• [Task description] Please copy the rows verbatim, from the line containing "Mark the sofa" through the line containing "Mark the girl's", inclusive.

• [Records supplied]
______

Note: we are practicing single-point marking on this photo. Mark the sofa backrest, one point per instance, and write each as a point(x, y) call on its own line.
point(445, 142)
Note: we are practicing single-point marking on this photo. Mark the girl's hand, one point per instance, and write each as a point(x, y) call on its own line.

______

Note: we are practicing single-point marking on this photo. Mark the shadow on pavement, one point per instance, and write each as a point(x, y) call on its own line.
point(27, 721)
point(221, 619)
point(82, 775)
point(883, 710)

______

• [Expected output]
Note: we are practicing single-point marking on this photo. Mark the sofa backrest, one point per instance, and write each as a point(x, y) call on its own line.
point(445, 142)
Note: we are practicing single-point marking on this photo. Mark the girl's hand, one point per instance, and write each as a point(x, y) call on its own line.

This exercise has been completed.